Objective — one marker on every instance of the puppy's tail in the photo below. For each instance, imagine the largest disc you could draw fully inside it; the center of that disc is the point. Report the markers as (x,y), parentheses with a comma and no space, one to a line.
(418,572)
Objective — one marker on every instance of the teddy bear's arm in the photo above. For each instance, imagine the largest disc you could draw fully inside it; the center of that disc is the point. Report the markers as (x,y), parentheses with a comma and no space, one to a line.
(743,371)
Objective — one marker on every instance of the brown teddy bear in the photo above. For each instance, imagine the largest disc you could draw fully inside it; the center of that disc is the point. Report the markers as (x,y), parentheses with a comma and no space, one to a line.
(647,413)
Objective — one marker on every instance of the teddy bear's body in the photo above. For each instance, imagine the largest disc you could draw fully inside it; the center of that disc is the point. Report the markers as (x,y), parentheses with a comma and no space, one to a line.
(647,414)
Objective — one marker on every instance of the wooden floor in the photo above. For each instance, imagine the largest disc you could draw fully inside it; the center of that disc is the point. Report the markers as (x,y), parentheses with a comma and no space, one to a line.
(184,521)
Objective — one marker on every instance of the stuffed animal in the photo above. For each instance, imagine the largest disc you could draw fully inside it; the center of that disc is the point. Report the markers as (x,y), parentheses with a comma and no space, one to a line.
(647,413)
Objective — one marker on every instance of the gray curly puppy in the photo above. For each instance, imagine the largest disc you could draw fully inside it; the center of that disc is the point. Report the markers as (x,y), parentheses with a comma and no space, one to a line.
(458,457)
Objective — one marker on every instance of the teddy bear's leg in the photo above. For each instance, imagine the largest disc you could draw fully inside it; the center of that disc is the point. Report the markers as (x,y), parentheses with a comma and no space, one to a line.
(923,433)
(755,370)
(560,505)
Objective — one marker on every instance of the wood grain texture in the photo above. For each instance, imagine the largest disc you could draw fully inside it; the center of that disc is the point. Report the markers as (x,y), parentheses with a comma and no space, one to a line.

Your objective: Each entry above needs to be retyped exactly.

Response area:
Objective — one marker on every instance of the puppy's tail in the photo below. For each instance, imagine the largest disc you could draw fully inside it; the center of that disc is the point. Report the markers as (x,y), parentheses with a comma and no space, one to a line.
(418,572)
Objective — one marker on every instance of the teddy bear's arm in the photo above. For each instance, imagine the largest disc you could draw fully inside it; the center of that disc is the point. Report the markers as (x,y), parentheses with a comma and no space, one to a line.
(743,371)
Objective — one marker on every instance of the brown teddy bear in the photo above. For each instance, imagine the largest disc you could draw fully inside it; the center of that disc is the point. Report the markers as (x,y), parentheses with a comma and no space, one to a line.
(647,413)
Objective — one marker on every instance of the teddy bear's body in the photo above. For each instance, imagine the largest disc you could draw fully inside it; the center of that disc is the point. Report the markers as (x,y), parentheses with a comma and no space, one to a line.
(647,414)
Objective — one marker on every instance of the wooden floor in the photo above. For each instance, imagine the largest disc you could draw fully inside it; the center of that disc is the point. Report the markers as (x,y), parentheses with a comma and no space, one to a line.
(184,521)
Objective — one marker on every instance of the stuffed animal in the photo above. For each instance, imagine the largest disc you could draw fully inside it; the center of that disc is the point. Report the markers as (x,y), parentheses with a comma and no space, one to a line.
(647,413)
Objective — one marker on every instance of the gray curly puppy in the photo above. For each instance, imagine the largest disc you could draw fully inside it; the center of that disc is the point. Report the markers as (x,y), parentheses with a comma and no space, one to a line.
(458,457)
Objective — one marker on every instance of the teddy bear's leg in the photo above. For each instance, imagine the largest disc you could draw fully inside it; the center of that disc is the point. Report the markers as (x,y), parentheses with a comma and no space, one to a line.
(923,433)
(755,370)
(560,505)
Objective — one marker on every instance of the wood grain texture in the photo above. For each instance, imagine the largest disc you could draw fully inside it; the center of that disc is the point. Report the markers as (x,y), parentheses with a comma and no space, one to a line.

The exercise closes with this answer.